■ WHAT YOU HAVE TO DO:
Convert all of the material below into a two-column CSV headed request and answer, with one row for every request. Put each request's text and its answer in their own quoted field, replacing line breaks with spaces.

■ PROVIDED ENTRIES:
________________________________________
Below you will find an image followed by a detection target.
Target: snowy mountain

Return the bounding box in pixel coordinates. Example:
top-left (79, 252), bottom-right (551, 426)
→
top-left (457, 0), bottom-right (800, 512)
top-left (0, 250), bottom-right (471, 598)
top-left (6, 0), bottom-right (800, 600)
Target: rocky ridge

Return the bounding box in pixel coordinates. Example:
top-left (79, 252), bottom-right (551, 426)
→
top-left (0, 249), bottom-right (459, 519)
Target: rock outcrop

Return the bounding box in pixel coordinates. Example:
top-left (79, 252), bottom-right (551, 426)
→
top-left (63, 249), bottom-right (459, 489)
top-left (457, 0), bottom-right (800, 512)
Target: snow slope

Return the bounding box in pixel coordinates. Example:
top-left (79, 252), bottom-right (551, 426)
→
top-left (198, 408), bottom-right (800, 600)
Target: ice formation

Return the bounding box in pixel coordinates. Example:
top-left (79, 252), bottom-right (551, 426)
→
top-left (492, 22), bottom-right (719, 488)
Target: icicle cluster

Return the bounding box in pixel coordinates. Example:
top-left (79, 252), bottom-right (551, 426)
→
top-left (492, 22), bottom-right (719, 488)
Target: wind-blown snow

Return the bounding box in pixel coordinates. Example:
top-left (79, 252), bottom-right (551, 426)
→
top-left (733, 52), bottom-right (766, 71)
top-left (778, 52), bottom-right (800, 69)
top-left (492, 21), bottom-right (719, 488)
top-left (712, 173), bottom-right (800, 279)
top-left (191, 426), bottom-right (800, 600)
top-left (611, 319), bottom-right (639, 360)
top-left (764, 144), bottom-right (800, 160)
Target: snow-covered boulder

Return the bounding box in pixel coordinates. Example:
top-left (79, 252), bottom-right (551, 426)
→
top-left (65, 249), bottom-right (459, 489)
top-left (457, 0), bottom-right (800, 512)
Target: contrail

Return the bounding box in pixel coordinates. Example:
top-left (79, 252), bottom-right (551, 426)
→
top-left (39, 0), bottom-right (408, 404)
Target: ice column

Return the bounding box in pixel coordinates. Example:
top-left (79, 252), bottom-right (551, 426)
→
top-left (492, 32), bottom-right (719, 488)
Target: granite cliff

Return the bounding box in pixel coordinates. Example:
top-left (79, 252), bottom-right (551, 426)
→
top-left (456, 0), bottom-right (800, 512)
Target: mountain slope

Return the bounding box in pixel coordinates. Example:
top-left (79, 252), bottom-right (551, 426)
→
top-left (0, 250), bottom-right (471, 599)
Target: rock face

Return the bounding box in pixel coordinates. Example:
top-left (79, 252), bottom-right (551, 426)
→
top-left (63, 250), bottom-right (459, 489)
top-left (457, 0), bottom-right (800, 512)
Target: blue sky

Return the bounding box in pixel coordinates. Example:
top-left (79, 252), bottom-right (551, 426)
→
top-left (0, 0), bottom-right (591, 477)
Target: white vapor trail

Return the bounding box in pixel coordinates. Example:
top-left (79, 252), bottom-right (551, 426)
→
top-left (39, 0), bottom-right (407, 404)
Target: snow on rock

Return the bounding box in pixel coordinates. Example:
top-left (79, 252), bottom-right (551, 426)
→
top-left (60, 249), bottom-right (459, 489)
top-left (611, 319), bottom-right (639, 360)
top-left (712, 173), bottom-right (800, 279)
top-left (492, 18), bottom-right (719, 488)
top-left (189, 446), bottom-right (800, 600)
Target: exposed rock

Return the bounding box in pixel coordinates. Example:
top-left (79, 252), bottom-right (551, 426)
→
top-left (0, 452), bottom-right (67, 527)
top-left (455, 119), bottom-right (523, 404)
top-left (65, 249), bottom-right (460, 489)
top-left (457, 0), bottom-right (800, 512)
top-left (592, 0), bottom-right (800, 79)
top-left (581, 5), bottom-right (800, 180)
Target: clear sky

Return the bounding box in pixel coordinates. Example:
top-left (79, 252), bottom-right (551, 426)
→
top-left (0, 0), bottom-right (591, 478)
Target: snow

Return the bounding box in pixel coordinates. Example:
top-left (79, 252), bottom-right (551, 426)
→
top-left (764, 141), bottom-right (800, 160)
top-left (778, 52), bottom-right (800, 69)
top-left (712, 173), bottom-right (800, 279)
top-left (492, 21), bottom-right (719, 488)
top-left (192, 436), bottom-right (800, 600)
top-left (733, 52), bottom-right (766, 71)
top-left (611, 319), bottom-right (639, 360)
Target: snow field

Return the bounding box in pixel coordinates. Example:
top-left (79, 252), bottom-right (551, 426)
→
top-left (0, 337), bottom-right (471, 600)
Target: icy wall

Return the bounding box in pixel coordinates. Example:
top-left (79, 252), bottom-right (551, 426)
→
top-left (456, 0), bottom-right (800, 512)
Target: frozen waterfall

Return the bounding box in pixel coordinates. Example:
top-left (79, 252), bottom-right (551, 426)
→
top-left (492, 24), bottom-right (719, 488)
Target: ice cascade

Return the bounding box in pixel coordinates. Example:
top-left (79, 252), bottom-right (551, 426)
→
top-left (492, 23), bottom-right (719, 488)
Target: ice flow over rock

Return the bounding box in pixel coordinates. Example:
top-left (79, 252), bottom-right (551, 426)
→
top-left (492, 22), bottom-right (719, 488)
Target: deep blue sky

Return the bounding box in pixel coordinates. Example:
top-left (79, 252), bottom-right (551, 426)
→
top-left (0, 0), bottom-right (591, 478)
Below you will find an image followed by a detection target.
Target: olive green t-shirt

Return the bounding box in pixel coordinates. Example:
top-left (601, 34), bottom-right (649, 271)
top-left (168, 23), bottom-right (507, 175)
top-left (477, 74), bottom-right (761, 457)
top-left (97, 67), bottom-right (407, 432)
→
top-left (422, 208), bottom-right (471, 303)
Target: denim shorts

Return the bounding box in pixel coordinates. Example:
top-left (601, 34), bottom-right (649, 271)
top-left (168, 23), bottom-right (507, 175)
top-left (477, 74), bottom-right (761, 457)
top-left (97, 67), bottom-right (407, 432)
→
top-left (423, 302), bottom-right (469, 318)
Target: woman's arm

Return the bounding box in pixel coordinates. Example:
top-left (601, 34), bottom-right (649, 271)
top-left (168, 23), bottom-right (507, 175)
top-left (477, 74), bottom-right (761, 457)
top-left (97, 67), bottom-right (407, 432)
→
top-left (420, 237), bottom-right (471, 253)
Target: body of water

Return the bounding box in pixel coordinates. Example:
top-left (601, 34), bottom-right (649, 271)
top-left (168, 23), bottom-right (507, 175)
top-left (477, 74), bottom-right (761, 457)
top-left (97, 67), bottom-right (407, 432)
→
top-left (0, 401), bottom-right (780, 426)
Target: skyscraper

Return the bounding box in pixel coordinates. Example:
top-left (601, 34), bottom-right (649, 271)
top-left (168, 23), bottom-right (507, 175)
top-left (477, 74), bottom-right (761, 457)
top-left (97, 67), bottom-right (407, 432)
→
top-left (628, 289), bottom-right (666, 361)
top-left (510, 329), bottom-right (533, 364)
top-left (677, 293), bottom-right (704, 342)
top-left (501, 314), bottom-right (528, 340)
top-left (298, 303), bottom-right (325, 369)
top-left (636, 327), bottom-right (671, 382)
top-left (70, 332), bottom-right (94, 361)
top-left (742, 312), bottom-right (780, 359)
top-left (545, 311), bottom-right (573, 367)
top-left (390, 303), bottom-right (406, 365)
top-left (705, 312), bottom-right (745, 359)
________________________________________
■ SOLUTION:
request,answer
"Below you will find an image followed by a detection target. Target: snowy mountain Return the bounding box in pixel coordinates. Example: top-left (79, 252), bottom-right (551, 426) →","top-left (457, 0), bottom-right (800, 512) top-left (0, 250), bottom-right (471, 598) top-left (6, 0), bottom-right (800, 600)"
"Target: rocky ridge Return the bounding box in pixel coordinates. Example: top-left (79, 252), bottom-right (551, 426) →","top-left (0, 249), bottom-right (459, 519)"
"Target: rock outcrop Return the bounding box in pixel coordinates. Example: top-left (79, 252), bottom-right (551, 426) →","top-left (63, 249), bottom-right (459, 489) top-left (457, 0), bottom-right (800, 512)"
"Target: snow slope Return the bounding box in pixel coordinates. Example: top-left (79, 252), bottom-right (551, 426) →","top-left (198, 408), bottom-right (800, 600)"
"Target: ice formation Return the bounding box in pixel coordinates. Example: top-left (79, 252), bottom-right (551, 426) →","top-left (492, 22), bottom-right (719, 488)"
"Target: icicle cluster Return the bounding box in pixel coordinates. Example: top-left (79, 252), bottom-right (551, 426) →","top-left (492, 22), bottom-right (719, 488)"
"Target: wind-blown snow Return the bounding box in pixel coordinates. Example: top-left (79, 252), bottom-right (551, 426) →","top-left (733, 52), bottom-right (766, 71) top-left (778, 52), bottom-right (800, 69) top-left (492, 21), bottom-right (719, 488) top-left (712, 173), bottom-right (800, 279) top-left (191, 426), bottom-right (800, 600) top-left (611, 319), bottom-right (639, 360) top-left (764, 144), bottom-right (800, 160)"
"Target: snow-covered boulder Return the bounding box in pixel coordinates. Example: top-left (79, 252), bottom-right (551, 426) →","top-left (65, 249), bottom-right (459, 489) top-left (457, 0), bottom-right (800, 512)"
"Target: contrail Return the bounding box in pixel coordinates. Example: top-left (79, 252), bottom-right (551, 426) →","top-left (39, 0), bottom-right (408, 404)"
"Target: ice column Return the bounding box in pixel coordinates. Example: top-left (79, 252), bottom-right (551, 426) →","top-left (492, 32), bottom-right (719, 488)"
"Target: granite cliff Return the bounding box in pixel coordinates. Example: top-left (79, 252), bottom-right (551, 426) →","top-left (456, 0), bottom-right (800, 512)"
"Target: mountain slope Return the bounding box in pixel coordinates. Example: top-left (79, 252), bottom-right (551, 426) →","top-left (0, 250), bottom-right (471, 599)"
"Target: rock face Return the bounding box in pixel coordinates. Example: top-left (79, 252), bottom-right (551, 426) →","top-left (63, 250), bottom-right (459, 489) top-left (457, 0), bottom-right (800, 512)"
"Target: blue sky Return the bounding box in pixel coordinates. Example: top-left (79, 252), bottom-right (551, 426) →","top-left (0, 0), bottom-right (591, 477)"
"Target: white vapor trail Return the bounding box in pixel coordinates. Example: top-left (79, 252), bottom-right (551, 426) →","top-left (39, 0), bottom-right (407, 404)"
"Target: snow on rock Return the bounding box in pixel coordinates. Example: top-left (79, 252), bottom-right (551, 426) →","top-left (60, 249), bottom-right (459, 489) top-left (611, 319), bottom-right (639, 360) top-left (712, 173), bottom-right (800, 279) top-left (492, 18), bottom-right (719, 488) top-left (189, 446), bottom-right (800, 600)"
"Target: exposed rock Return the bounding box in pixel coordinates. Example: top-left (79, 252), bottom-right (551, 426) →","top-left (0, 452), bottom-right (67, 527) top-left (455, 119), bottom-right (523, 404) top-left (65, 249), bottom-right (460, 489) top-left (457, 0), bottom-right (800, 512) top-left (592, 0), bottom-right (800, 79) top-left (581, 5), bottom-right (800, 180)"
"Target: clear sky Return the bounding box in pixel coordinates. Example: top-left (79, 252), bottom-right (551, 426) →","top-left (0, 0), bottom-right (591, 478)"
"Target: snow Return the bounding box in pixel coordinates. Example: top-left (79, 252), bottom-right (551, 426) →","top-left (764, 141), bottom-right (800, 160) top-left (778, 52), bottom-right (800, 69) top-left (712, 173), bottom-right (800, 279) top-left (492, 21), bottom-right (719, 488) top-left (192, 436), bottom-right (800, 600) top-left (733, 52), bottom-right (766, 71) top-left (611, 319), bottom-right (639, 360)"
"Target: snow field Return the bounding box in pixel coordinates. Example: top-left (79, 252), bottom-right (551, 426) →","top-left (0, 337), bottom-right (471, 600)"
"Target: icy wall Return the bounding box in pixel coordinates. Example: top-left (79, 252), bottom-right (551, 426) →","top-left (456, 0), bottom-right (800, 512)"
"Target: frozen waterfall Return the bounding box in pixel coordinates. Example: top-left (79, 252), bottom-right (551, 426) →","top-left (492, 24), bottom-right (719, 488)"
"Target: ice cascade Return the bounding box in pixel coordinates. Example: top-left (79, 252), bottom-right (551, 426) →","top-left (492, 23), bottom-right (719, 488)"
"Target: ice flow over rock Return the bounding box in pixel coordinates. Example: top-left (79, 252), bottom-right (551, 426) →","top-left (492, 22), bottom-right (719, 488)"
"Target: deep blue sky Return the bounding box in pixel coordinates. Example: top-left (79, 252), bottom-right (551, 426) →","top-left (0, 0), bottom-right (591, 478)"
"Below you will find an image followed by a detection target. Target: olive green t-shirt Return the bounding box in pixel coordinates. Example: top-left (601, 34), bottom-right (649, 271) top-left (168, 23), bottom-right (507, 175) top-left (477, 74), bottom-right (761, 457) top-left (97, 67), bottom-right (407, 432) →","top-left (422, 208), bottom-right (471, 303)"
"Target: denim shorts Return the bounding box in pixel coordinates. Example: top-left (601, 34), bottom-right (649, 271) top-left (168, 23), bottom-right (507, 175) top-left (477, 74), bottom-right (761, 457) top-left (97, 67), bottom-right (407, 432) →","top-left (423, 302), bottom-right (469, 318)"
"Target: woman's arm Return the bounding box in pixel coordinates. Example: top-left (601, 34), bottom-right (649, 271) top-left (168, 23), bottom-right (507, 175) top-left (477, 74), bottom-right (761, 457) top-left (97, 67), bottom-right (407, 432) →","top-left (420, 237), bottom-right (471, 253)"
"Target: body of water Return the bounding box in pixel coordinates. Example: top-left (601, 34), bottom-right (649, 271) top-left (168, 23), bottom-right (507, 175) top-left (477, 74), bottom-right (761, 457) top-left (97, 67), bottom-right (407, 432) →","top-left (0, 401), bottom-right (780, 426)"
"Target: skyscraper Return the bounding box in pixel coordinates. Example: top-left (601, 34), bottom-right (649, 271) top-left (168, 23), bottom-right (507, 175) top-left (477, 74), bottom-right (761, 457) top-left (97, 67), bottom-right (407, 432) →","top-left (628, 289), bottom-right (666, 361) top-left (510, 329), bottom-right (533, 364) top-left (677, 293), bottom-right (704, 342) top-left (501, 314), bottom-right (528, 340) top-left (298, 303), bottom-right (325, 369) top-left (636, 327), bottom-right (671, 382) top-left (70, 332), bottom-right (94, 361) top-left (742, 312), bottom-right (780, 359) top-left (545, 311), bottom-right (573, 367) top-left (390, 303), bottom-right (406, 365) top-left (705, 312), bottom-right (745, 359)"